Data
◇ ◇ ◇ ◇ ◇ ◇ ◇

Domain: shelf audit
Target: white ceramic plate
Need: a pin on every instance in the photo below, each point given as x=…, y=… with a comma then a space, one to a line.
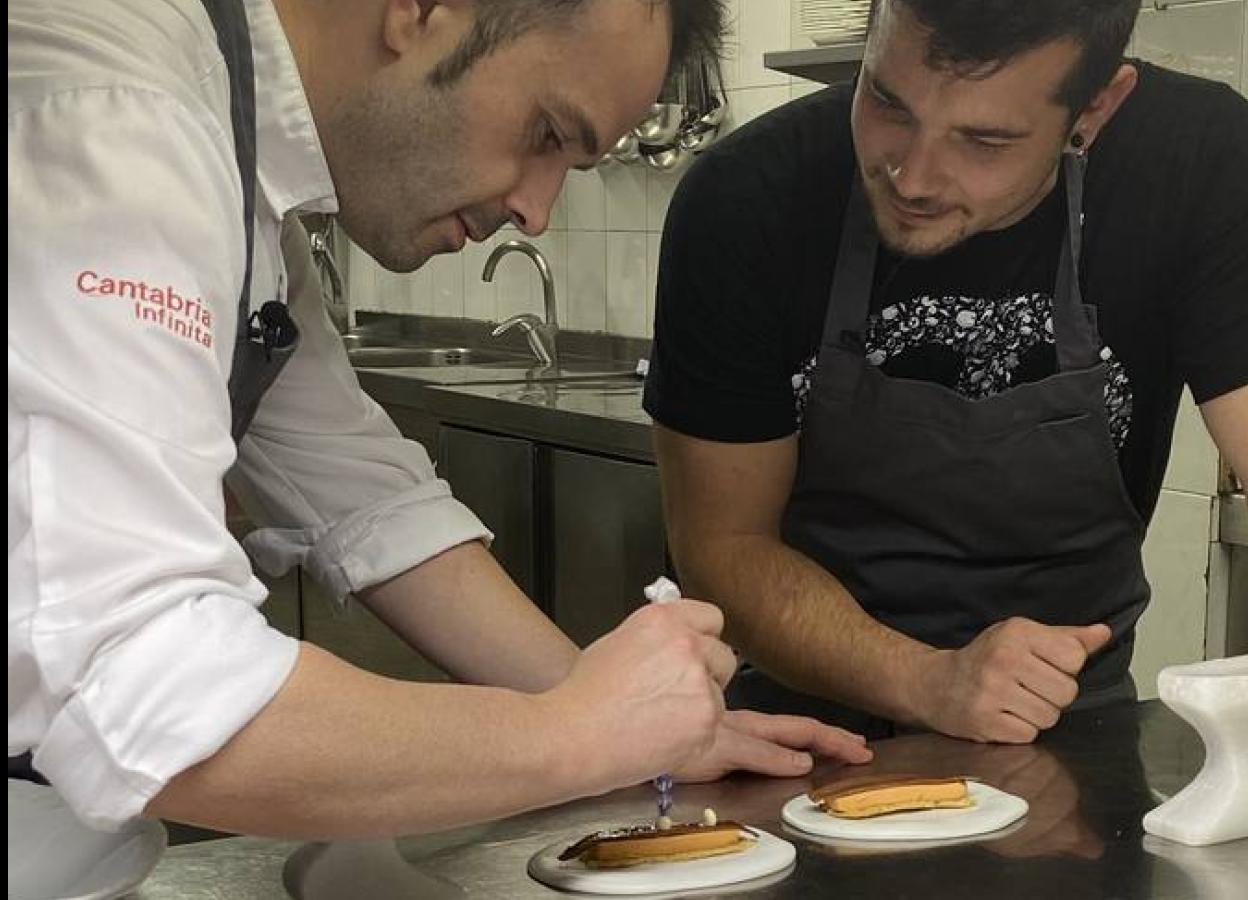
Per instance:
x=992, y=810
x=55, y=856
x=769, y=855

◇ ◇ ◇ ◇ ◇ ◇ ◇

Written exercise
Copy every line of the rows above, wording included, but multiply each coordinate in the answer points by 2.45 and round it to a whole number, with halves going up. Leave the pictures out.

Answer for the task
Domain: shelf audit
Target: white ceramic plate
Need: a pin on every instance in the photo below, each point given as x=…, y=… with a comma then a space, one to a line.
Per instance:
x=2430, y=1985
x=135, y=2097
x=1884, y=2095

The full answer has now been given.